Work to complete -
[a] Answer the following questions using the PRISMA text.
(i) Since which version of the guideline has the distinction between reporting and conduct been elaborated in an additional info box?
(ii) According to the quotation from Schulz et al., what form does the misuse of reporting guidelines often take?
(iii) Which scientific field employing qualitative research is given as an example of where controversy arose?
[b] Continue the PRISMA text, beginning after its final quoted passage.

Text -
How Prisma Blurs the Concept of Transparency

The most crucial feature of PRISMA and similar guidelines is the often-stressed distinction between reporting and conduct. While the latter captures the process of doing a study such as a systematic review, the former only addresses the writing or reporting of results. Although this distinction proves to be rather fuzzy in practice which will be discussed below, it is crucial for the acceptance and applicability of the guideline. Since its 2009 version, this distinction is elaborated in an additional info box (Moher et al., 2009, p. 2). However, the biomedical research community seemingly too often confused this distinction so that experts argued how: “a further confusion between reporting and conduct emanates from the misuse of reporting guidelines. This misuse often takes the form of researchers using a guideline to develop a quality score for conduct of studies” (Schulz et al., 2014). Subsequently, the 2020 version of the guideline further accentuates the distinction by stating:

“PRISMA 2020 is not intended to guide systematic review conduct, for which comprehensive resources are available. […] However, familiarity with PRISMA 2020 is useful when planning and conducting systematic reviews to ensure that all recommended information is captured. PRISMA 2020 should not be used to assess the conduct or methodological quality of systematic reviews; other tools exist for this purpose.” (Page et al., 2021, p. 2).

The main idea behind separating reporting from conduct is that both categories can be evaluated individually. Experts argue that first and foremost, the various methodological decisions during systematic reviewing, for instance study design, inclusion and exclusion criteria or statistical techniques have to be reported thoroughly, regardless of which decisions actually have been made (Chalmers and Glasziou, 2009; Altman and Moher, 2014). In that sense, the guideline does not inform any evaluation about whether a study was appropriately conducted or not. Even more complex, its underlying rationale suggests that the judgement of whether a study was conducted appropriately is highly relative, thus not independently decidable. Clinical disciplines may vary a lot in their individual expectations about methodological soundness.

Developing a guideline that did not interfere with the variety of conceptions about proper conduct would reduce the potential of coming at conflicts with other, local or disciplinary standards. It makes PRISMA not only applicable because it aligns with predominant research cultures but also acceptable because it minimizes the requirement to change individual beliefs about what appropriate research practices are (Schniedermann et al., 2022; see also Timmermans and Epstein, 2010). For example, the prominence that systematic reviews gained due to the shift toward more evidence-based medicine sparked substantial controversy in scientific fields that employ qualitative research, such as nursing (Porter and O'Halloran, 2009; Jovanović, 2011). Even highly quantitatively disciplines initially struggled with addressing heterogeneity, as the following quote suggests:

“But in observational, in case control and in cohort studies, everybody makes up their own methodology. I mean, in case control studies, for example, you might have one study on treatment of breast cancer that matches participants on a three to one basis, and then you'll have another study that matches on like two to one basis. Well, how do you pool those results?” (Participant C)

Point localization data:
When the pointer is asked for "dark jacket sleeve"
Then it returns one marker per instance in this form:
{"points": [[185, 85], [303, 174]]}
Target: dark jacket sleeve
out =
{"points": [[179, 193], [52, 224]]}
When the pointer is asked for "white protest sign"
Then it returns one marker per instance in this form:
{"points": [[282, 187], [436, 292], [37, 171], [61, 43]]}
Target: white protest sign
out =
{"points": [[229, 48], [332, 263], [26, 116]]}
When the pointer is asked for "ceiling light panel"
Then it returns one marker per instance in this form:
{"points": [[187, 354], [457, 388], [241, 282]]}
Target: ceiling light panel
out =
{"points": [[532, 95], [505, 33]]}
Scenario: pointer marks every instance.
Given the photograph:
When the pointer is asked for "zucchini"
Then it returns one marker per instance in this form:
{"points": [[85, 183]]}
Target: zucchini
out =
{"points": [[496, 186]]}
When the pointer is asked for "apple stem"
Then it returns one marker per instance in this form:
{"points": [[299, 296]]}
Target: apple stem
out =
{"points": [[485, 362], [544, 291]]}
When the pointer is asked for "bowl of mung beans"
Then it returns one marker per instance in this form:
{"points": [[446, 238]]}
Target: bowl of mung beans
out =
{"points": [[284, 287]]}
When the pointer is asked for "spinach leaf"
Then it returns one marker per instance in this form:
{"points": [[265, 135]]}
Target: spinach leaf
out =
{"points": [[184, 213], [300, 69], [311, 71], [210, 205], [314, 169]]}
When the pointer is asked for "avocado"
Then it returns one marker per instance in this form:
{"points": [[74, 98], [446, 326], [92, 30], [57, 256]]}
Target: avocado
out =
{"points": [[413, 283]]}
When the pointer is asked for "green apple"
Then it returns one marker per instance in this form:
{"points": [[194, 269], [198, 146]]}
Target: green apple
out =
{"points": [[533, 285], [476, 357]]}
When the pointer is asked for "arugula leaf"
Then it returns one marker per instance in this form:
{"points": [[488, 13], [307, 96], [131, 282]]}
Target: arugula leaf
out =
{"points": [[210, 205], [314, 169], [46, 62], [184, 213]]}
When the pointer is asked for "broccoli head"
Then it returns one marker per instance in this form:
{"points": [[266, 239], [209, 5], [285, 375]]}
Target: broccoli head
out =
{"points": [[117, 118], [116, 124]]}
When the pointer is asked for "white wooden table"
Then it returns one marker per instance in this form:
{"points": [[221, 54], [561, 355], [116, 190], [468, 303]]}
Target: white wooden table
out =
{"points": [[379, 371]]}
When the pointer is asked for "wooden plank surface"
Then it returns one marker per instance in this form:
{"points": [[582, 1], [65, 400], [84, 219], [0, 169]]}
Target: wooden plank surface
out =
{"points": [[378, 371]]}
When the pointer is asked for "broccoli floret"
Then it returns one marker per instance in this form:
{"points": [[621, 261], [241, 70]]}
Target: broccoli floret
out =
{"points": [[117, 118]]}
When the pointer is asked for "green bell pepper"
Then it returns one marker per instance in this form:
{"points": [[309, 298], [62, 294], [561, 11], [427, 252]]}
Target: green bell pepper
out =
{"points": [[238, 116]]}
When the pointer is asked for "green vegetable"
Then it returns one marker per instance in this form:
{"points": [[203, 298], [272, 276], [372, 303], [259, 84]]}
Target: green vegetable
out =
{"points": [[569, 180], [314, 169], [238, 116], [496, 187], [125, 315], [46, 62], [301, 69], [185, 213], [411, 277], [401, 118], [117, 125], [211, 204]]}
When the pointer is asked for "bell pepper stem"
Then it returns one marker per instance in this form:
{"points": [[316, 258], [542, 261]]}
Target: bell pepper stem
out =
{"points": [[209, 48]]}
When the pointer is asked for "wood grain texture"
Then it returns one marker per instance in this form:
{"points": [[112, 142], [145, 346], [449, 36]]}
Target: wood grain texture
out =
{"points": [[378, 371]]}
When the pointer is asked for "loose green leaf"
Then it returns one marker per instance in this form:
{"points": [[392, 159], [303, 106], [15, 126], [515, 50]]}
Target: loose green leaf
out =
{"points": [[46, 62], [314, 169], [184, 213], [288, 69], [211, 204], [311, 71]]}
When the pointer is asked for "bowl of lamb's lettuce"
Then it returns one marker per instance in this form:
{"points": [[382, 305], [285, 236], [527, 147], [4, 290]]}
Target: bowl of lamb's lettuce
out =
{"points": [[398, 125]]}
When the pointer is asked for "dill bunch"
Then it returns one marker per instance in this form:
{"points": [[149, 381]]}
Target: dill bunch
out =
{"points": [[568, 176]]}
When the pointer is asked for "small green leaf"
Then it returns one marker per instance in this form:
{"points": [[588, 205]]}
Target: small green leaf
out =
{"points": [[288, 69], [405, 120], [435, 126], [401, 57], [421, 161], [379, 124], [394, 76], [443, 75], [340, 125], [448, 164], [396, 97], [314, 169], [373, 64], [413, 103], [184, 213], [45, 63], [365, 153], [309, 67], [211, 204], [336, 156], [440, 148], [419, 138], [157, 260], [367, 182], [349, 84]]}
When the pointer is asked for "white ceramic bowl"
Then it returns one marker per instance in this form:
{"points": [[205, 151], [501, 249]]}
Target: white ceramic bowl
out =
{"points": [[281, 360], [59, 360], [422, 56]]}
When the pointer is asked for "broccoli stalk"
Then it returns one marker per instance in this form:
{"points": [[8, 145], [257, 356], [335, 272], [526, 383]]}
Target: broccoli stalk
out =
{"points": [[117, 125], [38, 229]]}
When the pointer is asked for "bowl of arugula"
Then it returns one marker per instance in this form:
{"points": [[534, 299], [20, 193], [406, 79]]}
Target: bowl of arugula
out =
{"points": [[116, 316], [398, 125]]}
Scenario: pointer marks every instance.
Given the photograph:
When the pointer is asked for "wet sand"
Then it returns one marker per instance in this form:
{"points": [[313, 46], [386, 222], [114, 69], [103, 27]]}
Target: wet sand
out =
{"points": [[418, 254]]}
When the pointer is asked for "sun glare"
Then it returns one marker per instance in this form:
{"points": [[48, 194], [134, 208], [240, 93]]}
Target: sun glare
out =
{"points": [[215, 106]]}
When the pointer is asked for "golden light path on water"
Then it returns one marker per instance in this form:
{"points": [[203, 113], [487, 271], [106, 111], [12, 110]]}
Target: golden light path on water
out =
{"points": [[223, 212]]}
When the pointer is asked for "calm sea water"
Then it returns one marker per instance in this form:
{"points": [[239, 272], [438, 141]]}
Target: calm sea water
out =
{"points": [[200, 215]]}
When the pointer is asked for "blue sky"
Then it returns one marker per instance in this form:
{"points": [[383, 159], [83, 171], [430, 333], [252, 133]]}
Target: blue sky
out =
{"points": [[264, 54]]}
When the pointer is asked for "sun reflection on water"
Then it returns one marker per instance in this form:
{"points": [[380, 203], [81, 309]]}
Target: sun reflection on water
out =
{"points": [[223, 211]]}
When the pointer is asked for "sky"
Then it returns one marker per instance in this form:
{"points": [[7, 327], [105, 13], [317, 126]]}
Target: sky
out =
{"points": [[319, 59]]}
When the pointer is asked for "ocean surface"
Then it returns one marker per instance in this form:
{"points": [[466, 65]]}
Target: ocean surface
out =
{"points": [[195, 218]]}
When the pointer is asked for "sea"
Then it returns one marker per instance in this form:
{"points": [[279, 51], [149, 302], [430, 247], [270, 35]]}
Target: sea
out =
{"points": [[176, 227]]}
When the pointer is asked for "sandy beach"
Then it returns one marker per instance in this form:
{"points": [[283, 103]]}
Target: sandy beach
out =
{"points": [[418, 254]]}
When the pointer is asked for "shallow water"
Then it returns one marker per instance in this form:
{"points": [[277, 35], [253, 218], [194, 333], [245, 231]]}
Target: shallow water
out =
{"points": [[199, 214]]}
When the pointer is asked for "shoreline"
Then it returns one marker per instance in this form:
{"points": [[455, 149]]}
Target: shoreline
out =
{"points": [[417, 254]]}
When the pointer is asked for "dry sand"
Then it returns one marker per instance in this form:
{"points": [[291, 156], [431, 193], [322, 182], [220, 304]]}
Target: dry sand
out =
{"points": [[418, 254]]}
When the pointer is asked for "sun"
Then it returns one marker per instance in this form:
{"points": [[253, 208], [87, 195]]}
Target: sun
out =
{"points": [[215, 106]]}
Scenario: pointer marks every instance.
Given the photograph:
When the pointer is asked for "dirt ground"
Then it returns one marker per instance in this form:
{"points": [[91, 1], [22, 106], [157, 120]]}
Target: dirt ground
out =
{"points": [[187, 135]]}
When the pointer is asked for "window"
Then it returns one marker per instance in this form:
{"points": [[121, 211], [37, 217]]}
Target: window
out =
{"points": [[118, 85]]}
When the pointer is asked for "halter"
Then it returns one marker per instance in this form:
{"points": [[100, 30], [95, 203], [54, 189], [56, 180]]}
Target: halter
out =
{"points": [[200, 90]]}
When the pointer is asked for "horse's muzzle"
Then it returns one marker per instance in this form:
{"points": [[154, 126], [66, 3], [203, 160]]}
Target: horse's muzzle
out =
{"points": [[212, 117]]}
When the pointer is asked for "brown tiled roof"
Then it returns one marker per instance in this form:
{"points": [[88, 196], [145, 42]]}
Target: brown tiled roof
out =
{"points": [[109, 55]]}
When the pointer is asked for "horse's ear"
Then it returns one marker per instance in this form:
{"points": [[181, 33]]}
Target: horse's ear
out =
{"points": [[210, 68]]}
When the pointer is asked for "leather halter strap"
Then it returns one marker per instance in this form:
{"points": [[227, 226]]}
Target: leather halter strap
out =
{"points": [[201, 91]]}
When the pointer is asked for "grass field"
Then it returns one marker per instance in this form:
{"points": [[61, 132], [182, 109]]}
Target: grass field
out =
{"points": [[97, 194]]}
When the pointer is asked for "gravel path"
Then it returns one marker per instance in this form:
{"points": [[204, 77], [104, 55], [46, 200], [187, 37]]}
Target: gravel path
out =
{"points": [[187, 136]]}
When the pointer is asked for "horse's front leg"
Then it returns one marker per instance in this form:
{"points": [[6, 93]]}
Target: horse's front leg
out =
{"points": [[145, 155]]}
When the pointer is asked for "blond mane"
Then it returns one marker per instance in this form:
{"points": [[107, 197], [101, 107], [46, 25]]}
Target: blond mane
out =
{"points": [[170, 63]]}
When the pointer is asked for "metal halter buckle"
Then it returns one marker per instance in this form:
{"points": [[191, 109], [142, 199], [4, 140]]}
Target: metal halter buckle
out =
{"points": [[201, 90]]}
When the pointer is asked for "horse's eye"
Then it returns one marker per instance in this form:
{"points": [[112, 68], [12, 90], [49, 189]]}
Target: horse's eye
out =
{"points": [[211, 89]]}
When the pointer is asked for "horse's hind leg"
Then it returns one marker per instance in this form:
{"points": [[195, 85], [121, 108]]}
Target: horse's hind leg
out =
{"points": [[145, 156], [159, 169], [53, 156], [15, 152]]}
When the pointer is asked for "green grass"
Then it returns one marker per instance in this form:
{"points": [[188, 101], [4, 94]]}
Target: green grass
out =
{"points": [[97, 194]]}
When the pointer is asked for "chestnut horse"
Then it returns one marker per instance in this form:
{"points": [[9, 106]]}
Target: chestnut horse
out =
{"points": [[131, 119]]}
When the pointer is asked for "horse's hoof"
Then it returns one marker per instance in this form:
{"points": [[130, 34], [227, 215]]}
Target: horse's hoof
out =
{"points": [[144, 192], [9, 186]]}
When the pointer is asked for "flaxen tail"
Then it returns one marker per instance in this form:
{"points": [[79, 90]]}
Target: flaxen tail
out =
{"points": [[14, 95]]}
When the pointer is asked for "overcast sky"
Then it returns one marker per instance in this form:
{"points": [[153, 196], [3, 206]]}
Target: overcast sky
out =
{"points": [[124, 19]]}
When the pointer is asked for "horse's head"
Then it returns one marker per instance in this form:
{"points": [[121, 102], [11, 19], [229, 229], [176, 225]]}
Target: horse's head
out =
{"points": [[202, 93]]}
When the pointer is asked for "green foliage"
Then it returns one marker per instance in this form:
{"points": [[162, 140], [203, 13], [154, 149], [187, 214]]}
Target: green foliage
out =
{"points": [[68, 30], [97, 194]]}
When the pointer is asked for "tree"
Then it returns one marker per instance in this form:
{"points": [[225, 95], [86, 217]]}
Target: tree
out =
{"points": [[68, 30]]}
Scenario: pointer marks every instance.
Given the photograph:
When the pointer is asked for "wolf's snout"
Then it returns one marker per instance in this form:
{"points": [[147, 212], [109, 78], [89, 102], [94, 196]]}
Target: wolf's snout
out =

Set of answers -
[a]
(i) Since its 2009 version.
(ii) Researchers using a guideline to develop a quality score for the conduct of studies.
(iii) Nursing.

[b]
Likewise, medical doctors are not only interested in the methodological rigor of a study, but whether it is relevant to their individual patient and thereby sparked debate over external validity of systematic reviews. If they treat an aged patient, doctors find it more appropriate to consider evidence from studies were elderly participants took part (Avellar et al., 2017; see also Cartwright, 2007). Therefore, the individual appraisal of a systematic review is highly context dependent and can vary a lot by user group (Moreira, 2005; Liberati et al., 2009). Even within the same group, conceptions of appropriate conduct may change over time but transparent reports allow for a re-appraisal.

The boundary between reporting and conduct was also crucial for PRISMA's successful and cost-effective development. Limiting the efforts to a small part of the whole research process–the writing of a particular type of scientific publications–helped the developers to limit the required expertise and resource in order to develop a short, yet comprehensive reporting guideline. Interview participants referred to those “comprehensive resources” when they explained how there are many different and well-established standards and methods for conducting systematic reviews and that their group had no intent to extend this list. Especially in the case of systematic reviewing, the role of the Cochrane Collaboration becomes important in this regard. By providing extensive standards and rigorous guidance for conducting, reporting, editing and publishing, Cochrane covers the whole pipeline in doing systematic reviewing (see Chalmers, 1993). By targeting reporting only, the developers of PRISMA not only limited their efforts, but also set the intellectual and organizational boundaries against the Cochrane Collaboration.

The distinction between reporting and conduct not only limited the developers' efforts, but also enables a level of professional jurisdiction that is doable and acceptable. For PRISMA, this means that the strict limitation to reporting makes the standard enforceable by the editorial offices of academic journals. As already shown above, the implementation of PRSMA into editorial or peer review was an initial aspect of its design. Consequentially, the guideline developers involved journal editors and evaluated the boundaries of how far journals can go and what they can demand from authors without interfering too much with disciplinary idiosyncrasies and thereby limiting epistemic pluralism (Schniedermann et al., 2022).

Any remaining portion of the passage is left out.